— Start of Given records —

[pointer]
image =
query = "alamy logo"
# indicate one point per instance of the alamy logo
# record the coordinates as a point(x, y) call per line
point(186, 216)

— End of Given records —

## Work required
Rewrite every line of the material above, requests included, scaling each coordinate in the answers by 0.45. Round the results to whole numbers, with halves rounded up.

## Task result
[pointer]
image =
query = "alamy logo"
# indicate one point per instance of the alamy logo
# record the coordinates as a point(x, y) call per line
point(84, 97)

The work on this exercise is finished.